** PAGE EXTRACT **
▶

I rarely see patients maximize the therapy’s potential to facilitate healing, change in self-concept, and the discovery of a more authentic life without first having to fight through  resistance. Patients waste enormous amounts of time fighting against the therapy in a Herculean effort to remain passive, and forever locked into an expectation that the world change for them, rather than understand how impossibly hard they need to work to manifest the changes they seek. Patients often intervene against the therapist in an attempt to undermine their own therapy or reject the therapist at the expense of looking at the therapy itself as a way to communicate injury and discover a remedy. And too often, the patient fails their job on the most basic level; they aren’t informed consumers of the process. The more informed the patient the more powerful the therapy. As a therapist, I’m tired of seeing the process diluted by the patient when there is so much more a kind of potency available to them in the room.


But before we can get to that, there's this first thing to get to, and that's all about why you're here. What was happening the moment you decided to call and book a session, and then, what you want to come next? People make the call because they're in pain, and nothing gets done until that pain is addressed and there's some sense of hope about what happens next.




Saturday, September 19, 2009

Shame is the improvised explosive device of emotions.




Shame is a really impossible emotion. *it takes a lot for me to draw a circle around one emotion and call it out as being good or bad.. because all emotions act as guides to our (unmet) needs, and therefore hold a ton of value as maps. But, shame... is a really shitty emotion. I'm always knocked on my ass by the damage shame does to people and for how much it distorts the world around them. so when we get to dismantling it... its a low velocity process, as in.... one brick at a time. Shame is the improvised explosive device of emotions.

And there's stuff underneath it. Usually some kind of pure affective experience, a lot of it is preverbal... it can't be broken down with words or given a narrative that makes the feelings digestible, or part of a something from which some greater meaning can be found. Shame just comes out in some huge chunks of feeling and it takes some fearless skilled hands to get to it. Getting through the shame is a deep piece of work.

◀

** EXTRACTED RECORDS **
▶

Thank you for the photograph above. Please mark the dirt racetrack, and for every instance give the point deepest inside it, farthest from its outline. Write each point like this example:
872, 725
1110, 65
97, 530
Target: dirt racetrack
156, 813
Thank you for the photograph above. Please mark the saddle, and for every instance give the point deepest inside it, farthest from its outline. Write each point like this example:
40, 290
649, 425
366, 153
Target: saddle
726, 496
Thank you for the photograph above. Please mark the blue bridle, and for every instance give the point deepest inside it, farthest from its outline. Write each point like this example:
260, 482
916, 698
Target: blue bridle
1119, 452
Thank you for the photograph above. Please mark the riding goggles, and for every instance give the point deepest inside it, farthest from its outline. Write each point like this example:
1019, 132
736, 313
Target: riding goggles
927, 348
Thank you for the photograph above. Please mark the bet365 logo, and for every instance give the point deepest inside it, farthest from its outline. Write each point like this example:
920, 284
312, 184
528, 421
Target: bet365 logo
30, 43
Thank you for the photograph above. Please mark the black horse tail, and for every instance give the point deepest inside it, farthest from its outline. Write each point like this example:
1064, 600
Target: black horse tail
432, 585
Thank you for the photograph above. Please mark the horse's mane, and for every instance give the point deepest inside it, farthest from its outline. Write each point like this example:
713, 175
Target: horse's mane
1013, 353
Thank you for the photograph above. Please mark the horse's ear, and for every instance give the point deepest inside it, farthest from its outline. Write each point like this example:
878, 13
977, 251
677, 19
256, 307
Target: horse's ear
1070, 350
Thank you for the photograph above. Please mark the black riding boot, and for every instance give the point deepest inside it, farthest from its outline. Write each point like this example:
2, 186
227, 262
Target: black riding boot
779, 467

◀

** DIRECTIONS **
a – For each statement about the therapy blog extract, answer yes or no and quote the words of the extract that decide it.
(i) The writer says patients often fail to be informed consumers of therapy.
(ii) The writer readily labels single emotions as good or bad.
(iii) The entry on shame is dated Saturday, September 19, 2009.
b – Using the therapy blog extract, answer these questions:
(i) According to the writer, why do people make the call to book a session?
(ii) What does the writer call shame?
(iii) What does the writer say all emotions act as guides to?
c – Pick up the therapy blog extract after its final sentence and keep writing it.

** EXERCISE RESPONSES **
a –
(i) Yes: "they aren’t informed consumers of the process"
(ii) No: "it takes a lot for me to draw a circle around one emotion and call it out as being good or bad"
(iii) Yes: "Saturday, September 19, 2009"

b –
(i) Because they're in pain.
(ii) The improvised explosive device of emotions.
(iii) Our (unmet) needs.

c –
Thursday, September 17, 2009

the two truths.

for all the therapy a therapist does to become a therapist, there are two essential truths i've stumbled upon along the way that keep showing themselves.


you teach what you need to learn.
you give what you need to get.



*its hard to hold the mirror and look in it at the same time.

I'm bad.















There's a kind of narcissism in depression. A point at which a person goes from the experience of feeling bad, to where they simply are bad. And at that point, the depressed mind can only access experiences that reinforce the depression. The disease of it is almost beautiful from the outside, for how well its designed to be impenetrable and self-sustaining. Its easy to treat if you can break the skin of it, and yet so hard to suffer.



As a clinician, its the hardest and the easiest thing all at the same time, because it creates its own universe and you can't engage it until the patient lets you into their world and trusts you enough to travel with you back to yours. So there's 2 points (among many) for the clinician: 1) allowing yourself to be present in the patient's subjective reality of the badness and pain, and 2) having a (less distorted) world to bring them back into that is genuine, functional, and not deceptive or fake. A good therapist knows that the therapy doesn't make you feel better, it makes you *feel more.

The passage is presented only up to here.